== Required action ==
Each record must appear in the answer exactly as it does in the data.

[Record set Boundary: Start]

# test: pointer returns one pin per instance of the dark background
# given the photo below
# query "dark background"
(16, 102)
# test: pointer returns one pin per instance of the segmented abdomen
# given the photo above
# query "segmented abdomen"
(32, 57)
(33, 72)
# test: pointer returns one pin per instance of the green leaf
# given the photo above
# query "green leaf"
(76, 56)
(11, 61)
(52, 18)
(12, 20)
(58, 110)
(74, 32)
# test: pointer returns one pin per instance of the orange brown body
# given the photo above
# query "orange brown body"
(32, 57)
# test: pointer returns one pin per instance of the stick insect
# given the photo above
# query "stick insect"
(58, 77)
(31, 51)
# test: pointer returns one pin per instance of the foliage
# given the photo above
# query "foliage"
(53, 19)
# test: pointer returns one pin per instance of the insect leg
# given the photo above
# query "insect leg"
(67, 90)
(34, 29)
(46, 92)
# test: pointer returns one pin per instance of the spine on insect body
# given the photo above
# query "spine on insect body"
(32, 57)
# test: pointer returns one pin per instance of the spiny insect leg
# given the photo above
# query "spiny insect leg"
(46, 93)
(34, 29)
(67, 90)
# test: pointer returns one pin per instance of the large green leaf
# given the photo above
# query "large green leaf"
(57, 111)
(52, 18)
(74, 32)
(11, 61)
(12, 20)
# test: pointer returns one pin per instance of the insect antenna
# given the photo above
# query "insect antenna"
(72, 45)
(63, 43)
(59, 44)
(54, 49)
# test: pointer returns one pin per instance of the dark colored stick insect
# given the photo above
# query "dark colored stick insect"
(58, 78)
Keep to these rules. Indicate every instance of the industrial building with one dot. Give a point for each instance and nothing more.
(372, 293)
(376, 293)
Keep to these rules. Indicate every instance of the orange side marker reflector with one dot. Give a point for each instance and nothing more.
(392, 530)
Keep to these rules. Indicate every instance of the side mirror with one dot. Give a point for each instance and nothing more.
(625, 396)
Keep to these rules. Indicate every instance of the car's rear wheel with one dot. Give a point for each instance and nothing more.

[Record set Boundary: End]

== Task output ==
# test: pointer returns one pin per instance of the dark background
# given the photo below
# query "dark background"
(16, 102)
# test: pointer returns one pin per instance of the segmented abdomen
# given the photo above
# query "segmented abdomen"
(32, 57)
(33, 72)
# test: pointer returns one pin per instance of the green leaf
# given the photo above
# query "green leaf"
(76, 56)
(11, 61)
(52, 18)
(12, 20)
(58, 110)
(74, 32)
# test: pointer returns one pin per instance of the orange brown body
# given the photo above
# query "orange brown body"
(32, 57)
# test: pointer returns one pin per instance of the stick insect
# given the photo above
# query "stick insect"
(58, 77)
(31, 51)
# test: pointer returns one pin per instance of the foliage
# given the photo above
# query "foliage"
(53, 19)
# test: pointer returns one pin per instance of the insect leg
# given the photo above
# query "insect leg"
(67, 90)
(34, 29)
(46, 92)
# test: pointer returns one pin per instance of the spine on insect body
# given the photo above
# query "spine on insect body"
(32, 57)
# test: pointer returns one pin per instance of the spiny insect leg
# given the photo above
# query "spiny insect leg"
(46, 93)
(34, 29)
(67, 90)
# test: pointer returns one pin per instance of the large green leaf
# given the photo above
# query "large green leaf"
(57, 111)
(52, 18)
(74, 32)
(11, 61)
(12, 20)
# test: pointer returns one pin per instance of the insect antenna
# given the photo above
# query "insect antenna"
(72, 45)
(63, 43)
(59, 44)
(54, 49)
# test: pointer returns one pin per instance of the dark colored stick insect
# given the photo above
# query "dark colored stick insect"
(58, 78)
Keep to these rules. Indicate every instance of the industrial building with one dot. Give a point for each instance and nothing more.
(372, 293)
(376, 293)
Keep to these rules. Indicate every instance of the orange side marker reflector with one dot. Give a point for each instance and nothing more.
(392, 530)
Keep to these rules. Indicate every instance of the side mirror with one dot. Give a point for each instance and nothing more.
(625, 396)
Keep to these rules. Indicate every instance of the car's rear wheel with one dot. Give a point for each instance and nothing more.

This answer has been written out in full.